[Saved data entries]
------------------------------------------------------------
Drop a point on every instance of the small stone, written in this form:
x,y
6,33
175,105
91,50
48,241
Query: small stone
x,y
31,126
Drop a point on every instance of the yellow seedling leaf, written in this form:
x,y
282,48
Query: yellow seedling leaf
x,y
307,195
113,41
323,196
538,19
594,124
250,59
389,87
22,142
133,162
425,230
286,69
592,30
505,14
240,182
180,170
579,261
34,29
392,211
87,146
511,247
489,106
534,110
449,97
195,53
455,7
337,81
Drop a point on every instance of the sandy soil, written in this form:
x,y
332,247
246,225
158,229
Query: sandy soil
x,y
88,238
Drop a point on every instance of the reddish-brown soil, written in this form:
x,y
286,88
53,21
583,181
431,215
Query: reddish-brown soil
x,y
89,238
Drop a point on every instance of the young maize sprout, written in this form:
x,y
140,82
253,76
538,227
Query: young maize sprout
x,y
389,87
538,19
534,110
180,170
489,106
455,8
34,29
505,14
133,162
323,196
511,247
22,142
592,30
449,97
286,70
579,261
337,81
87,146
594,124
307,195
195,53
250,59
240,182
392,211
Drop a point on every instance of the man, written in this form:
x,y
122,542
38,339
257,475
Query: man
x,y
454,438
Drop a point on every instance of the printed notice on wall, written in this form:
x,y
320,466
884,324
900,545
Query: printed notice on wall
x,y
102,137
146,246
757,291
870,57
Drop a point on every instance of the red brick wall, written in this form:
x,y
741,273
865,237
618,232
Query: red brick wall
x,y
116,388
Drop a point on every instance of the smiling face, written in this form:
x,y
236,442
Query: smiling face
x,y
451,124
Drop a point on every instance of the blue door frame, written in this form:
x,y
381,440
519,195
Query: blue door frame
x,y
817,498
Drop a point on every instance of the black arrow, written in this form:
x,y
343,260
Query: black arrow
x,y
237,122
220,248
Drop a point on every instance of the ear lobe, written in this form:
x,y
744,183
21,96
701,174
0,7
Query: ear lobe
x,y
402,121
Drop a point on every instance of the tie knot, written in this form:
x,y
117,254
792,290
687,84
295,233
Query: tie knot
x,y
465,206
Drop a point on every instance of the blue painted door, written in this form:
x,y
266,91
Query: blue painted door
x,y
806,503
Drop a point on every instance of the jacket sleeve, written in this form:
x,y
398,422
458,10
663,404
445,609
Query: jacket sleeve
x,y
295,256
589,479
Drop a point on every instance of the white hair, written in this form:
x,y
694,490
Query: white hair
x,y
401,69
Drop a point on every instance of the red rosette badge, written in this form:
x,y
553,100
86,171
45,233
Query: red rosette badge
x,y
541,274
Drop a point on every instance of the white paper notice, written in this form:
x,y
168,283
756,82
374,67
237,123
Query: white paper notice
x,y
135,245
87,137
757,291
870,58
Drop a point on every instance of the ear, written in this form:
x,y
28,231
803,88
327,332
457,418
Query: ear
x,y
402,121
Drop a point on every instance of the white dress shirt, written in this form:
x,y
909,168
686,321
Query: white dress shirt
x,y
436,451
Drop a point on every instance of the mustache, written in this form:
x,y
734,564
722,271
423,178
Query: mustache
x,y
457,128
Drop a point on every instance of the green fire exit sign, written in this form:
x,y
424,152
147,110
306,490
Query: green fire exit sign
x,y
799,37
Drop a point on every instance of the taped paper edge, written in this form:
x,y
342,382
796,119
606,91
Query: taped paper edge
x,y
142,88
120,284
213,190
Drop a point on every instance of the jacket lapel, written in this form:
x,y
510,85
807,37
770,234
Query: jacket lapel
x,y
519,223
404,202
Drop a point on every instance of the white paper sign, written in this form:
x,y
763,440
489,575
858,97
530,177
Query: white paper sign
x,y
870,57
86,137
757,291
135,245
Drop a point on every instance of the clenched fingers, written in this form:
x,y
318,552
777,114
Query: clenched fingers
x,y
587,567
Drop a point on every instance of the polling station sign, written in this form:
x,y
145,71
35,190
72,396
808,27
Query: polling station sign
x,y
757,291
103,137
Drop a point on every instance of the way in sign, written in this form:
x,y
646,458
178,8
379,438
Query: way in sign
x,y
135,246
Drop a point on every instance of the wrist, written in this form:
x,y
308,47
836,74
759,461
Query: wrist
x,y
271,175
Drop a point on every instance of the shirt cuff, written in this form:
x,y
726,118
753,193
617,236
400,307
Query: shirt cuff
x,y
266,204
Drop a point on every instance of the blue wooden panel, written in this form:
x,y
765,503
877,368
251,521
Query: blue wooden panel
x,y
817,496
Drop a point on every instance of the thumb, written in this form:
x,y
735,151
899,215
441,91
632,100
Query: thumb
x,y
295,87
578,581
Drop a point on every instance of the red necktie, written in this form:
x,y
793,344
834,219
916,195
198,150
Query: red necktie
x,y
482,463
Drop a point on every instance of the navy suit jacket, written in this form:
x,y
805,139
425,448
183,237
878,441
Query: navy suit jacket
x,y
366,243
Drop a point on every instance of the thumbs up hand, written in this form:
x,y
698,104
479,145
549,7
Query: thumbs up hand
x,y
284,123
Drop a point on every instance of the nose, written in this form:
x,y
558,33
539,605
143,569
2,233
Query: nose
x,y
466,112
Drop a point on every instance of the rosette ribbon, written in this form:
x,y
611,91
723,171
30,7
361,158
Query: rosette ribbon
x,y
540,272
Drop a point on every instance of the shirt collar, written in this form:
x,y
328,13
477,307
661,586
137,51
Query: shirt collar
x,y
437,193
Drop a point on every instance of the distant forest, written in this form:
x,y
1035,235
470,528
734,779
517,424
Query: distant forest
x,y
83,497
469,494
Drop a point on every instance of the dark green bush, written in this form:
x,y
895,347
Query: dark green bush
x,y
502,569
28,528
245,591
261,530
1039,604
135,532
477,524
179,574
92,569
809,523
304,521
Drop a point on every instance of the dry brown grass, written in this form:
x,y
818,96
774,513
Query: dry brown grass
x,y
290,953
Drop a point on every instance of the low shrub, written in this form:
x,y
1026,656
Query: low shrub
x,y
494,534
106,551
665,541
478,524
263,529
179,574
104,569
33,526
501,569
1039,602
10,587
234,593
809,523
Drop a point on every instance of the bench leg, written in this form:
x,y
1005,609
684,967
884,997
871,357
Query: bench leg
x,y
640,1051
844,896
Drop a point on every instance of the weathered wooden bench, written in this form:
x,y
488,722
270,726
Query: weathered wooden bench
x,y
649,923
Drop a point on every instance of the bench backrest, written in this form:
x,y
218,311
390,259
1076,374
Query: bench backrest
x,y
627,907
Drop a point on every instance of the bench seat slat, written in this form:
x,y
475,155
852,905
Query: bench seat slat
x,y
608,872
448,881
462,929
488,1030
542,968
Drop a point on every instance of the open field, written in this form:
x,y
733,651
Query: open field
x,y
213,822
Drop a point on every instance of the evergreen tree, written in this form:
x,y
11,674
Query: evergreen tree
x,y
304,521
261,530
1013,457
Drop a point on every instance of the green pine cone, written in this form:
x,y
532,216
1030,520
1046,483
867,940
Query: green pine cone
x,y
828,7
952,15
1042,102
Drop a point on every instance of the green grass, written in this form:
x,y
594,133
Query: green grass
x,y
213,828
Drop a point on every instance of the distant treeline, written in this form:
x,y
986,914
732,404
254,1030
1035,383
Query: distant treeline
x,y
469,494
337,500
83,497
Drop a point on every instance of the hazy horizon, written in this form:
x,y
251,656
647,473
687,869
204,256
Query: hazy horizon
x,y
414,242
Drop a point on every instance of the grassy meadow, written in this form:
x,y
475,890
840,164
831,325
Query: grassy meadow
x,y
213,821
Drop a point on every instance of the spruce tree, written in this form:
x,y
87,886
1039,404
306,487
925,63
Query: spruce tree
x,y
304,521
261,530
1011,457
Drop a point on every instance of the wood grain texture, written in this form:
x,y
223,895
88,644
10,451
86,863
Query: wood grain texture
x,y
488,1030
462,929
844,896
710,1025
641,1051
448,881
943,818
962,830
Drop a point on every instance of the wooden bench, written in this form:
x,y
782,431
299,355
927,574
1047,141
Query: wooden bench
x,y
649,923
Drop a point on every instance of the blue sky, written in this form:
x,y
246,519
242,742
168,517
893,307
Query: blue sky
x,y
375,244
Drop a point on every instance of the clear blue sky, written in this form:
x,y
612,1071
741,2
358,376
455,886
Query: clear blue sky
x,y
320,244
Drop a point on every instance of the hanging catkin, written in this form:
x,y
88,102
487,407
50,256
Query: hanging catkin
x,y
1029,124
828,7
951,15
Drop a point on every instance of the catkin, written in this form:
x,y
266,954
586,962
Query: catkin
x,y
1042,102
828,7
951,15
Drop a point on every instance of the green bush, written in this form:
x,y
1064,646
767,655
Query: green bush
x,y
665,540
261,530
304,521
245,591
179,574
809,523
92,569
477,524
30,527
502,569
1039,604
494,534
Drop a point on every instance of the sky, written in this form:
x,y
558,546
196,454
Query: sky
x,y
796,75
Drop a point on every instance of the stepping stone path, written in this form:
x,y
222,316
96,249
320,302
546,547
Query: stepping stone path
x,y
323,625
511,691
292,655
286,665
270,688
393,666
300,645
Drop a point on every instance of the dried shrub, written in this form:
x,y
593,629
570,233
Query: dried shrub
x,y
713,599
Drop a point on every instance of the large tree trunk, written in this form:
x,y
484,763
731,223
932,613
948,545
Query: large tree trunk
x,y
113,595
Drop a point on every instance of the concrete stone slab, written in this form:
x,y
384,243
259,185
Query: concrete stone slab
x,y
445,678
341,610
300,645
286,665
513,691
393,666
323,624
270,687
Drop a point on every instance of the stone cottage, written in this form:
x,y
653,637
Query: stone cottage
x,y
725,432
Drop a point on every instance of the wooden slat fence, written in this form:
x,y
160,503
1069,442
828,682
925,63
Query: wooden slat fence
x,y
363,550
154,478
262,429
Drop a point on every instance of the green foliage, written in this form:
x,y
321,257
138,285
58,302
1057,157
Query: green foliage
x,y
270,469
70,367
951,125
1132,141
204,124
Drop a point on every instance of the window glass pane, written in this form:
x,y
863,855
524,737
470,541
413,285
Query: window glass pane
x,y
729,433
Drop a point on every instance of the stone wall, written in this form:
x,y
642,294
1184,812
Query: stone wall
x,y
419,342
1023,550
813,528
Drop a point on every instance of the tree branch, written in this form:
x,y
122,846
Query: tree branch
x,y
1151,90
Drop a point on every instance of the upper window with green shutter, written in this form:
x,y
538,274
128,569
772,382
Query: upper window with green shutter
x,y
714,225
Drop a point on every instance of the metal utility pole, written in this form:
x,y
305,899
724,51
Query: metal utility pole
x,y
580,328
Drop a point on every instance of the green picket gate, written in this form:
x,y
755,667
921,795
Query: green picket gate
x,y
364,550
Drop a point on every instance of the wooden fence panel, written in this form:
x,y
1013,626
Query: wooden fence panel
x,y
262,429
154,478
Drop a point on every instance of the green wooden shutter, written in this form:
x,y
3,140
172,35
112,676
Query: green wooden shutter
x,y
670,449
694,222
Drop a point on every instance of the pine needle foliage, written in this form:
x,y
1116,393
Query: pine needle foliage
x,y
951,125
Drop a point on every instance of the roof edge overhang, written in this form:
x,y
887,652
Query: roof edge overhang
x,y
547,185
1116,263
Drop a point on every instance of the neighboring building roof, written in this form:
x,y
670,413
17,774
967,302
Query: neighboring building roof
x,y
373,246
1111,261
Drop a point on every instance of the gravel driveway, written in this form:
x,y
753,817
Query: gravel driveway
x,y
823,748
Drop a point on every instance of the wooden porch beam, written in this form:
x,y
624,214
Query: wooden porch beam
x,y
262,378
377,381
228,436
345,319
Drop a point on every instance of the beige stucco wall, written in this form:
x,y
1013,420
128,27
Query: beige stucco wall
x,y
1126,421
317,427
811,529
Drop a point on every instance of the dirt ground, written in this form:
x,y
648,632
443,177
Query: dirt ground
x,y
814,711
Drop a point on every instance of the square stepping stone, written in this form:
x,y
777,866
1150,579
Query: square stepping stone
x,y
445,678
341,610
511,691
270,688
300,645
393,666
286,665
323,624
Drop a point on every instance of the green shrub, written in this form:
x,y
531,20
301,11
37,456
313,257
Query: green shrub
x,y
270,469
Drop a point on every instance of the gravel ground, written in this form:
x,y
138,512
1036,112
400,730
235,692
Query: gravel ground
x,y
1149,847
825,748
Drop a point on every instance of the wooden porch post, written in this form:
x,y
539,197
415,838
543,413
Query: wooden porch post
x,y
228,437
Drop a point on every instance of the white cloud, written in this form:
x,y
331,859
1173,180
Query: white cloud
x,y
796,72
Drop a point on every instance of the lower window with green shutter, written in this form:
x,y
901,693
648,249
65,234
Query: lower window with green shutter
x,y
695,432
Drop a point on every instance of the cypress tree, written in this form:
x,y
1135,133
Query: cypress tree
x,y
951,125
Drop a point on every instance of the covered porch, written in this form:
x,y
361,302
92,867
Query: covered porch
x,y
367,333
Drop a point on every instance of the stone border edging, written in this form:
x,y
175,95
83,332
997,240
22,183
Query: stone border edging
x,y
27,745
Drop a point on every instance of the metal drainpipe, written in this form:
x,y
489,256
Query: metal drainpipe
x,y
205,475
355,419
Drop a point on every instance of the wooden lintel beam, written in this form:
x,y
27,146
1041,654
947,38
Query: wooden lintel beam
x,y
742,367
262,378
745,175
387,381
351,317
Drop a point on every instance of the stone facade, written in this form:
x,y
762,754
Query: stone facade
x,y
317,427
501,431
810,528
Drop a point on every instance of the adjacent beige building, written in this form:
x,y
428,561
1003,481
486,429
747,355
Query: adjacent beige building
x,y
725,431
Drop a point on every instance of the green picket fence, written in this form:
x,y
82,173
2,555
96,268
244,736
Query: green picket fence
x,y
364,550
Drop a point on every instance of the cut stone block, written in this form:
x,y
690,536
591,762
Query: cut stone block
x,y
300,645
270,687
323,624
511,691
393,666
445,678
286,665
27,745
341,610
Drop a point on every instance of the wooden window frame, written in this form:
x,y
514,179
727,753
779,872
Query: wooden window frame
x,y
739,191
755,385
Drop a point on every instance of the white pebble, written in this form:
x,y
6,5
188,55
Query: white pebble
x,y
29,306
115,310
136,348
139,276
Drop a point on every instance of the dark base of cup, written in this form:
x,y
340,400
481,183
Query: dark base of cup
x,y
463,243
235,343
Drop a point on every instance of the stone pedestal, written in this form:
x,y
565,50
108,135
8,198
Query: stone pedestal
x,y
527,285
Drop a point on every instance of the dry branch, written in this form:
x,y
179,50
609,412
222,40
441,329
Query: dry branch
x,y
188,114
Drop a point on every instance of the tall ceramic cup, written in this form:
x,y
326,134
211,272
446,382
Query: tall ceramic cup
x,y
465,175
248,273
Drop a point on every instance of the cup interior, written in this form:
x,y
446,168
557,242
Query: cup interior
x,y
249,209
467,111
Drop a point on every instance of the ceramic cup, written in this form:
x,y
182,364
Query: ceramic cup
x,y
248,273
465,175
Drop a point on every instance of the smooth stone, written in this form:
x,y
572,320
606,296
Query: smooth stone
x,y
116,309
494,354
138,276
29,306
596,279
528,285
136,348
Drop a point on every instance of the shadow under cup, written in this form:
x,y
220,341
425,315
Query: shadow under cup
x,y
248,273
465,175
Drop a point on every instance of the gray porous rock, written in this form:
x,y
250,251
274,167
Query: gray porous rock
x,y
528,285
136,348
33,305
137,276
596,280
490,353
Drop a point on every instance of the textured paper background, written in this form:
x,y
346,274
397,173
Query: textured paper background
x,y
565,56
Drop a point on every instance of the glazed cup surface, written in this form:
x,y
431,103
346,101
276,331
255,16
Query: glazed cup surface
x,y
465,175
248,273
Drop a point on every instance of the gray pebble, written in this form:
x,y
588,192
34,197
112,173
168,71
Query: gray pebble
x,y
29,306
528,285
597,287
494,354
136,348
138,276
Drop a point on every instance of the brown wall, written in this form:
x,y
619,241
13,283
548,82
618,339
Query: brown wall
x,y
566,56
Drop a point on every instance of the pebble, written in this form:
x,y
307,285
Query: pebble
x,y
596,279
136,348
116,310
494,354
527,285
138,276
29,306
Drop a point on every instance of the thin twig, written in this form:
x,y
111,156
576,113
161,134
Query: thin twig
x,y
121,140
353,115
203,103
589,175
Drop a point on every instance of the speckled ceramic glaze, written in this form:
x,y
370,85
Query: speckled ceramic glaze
------------------------------------------------------------
**WHAT IS BEING ASKED:**
What is needed is a copy of every line above in which "speckled" appears.

**COMPLETED EXERCISE:**
Drop a point on every instance of the speckled ceramic glaze, written in this form:
Query: speckled ceramic glaze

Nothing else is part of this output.